* PROBLEM STATEMENT
Please report how many lines in the entries below contain the string "patio". Case matters, and the reply should be only the number.

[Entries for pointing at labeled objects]
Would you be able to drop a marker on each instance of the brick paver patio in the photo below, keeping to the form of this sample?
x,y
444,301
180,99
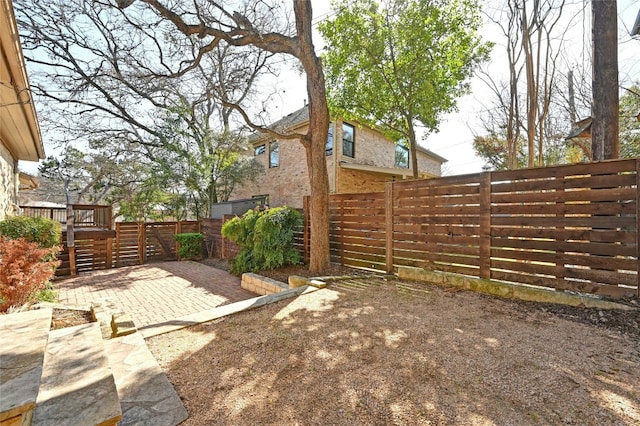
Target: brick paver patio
x,y
156,293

* COMPLETE ANSWER
2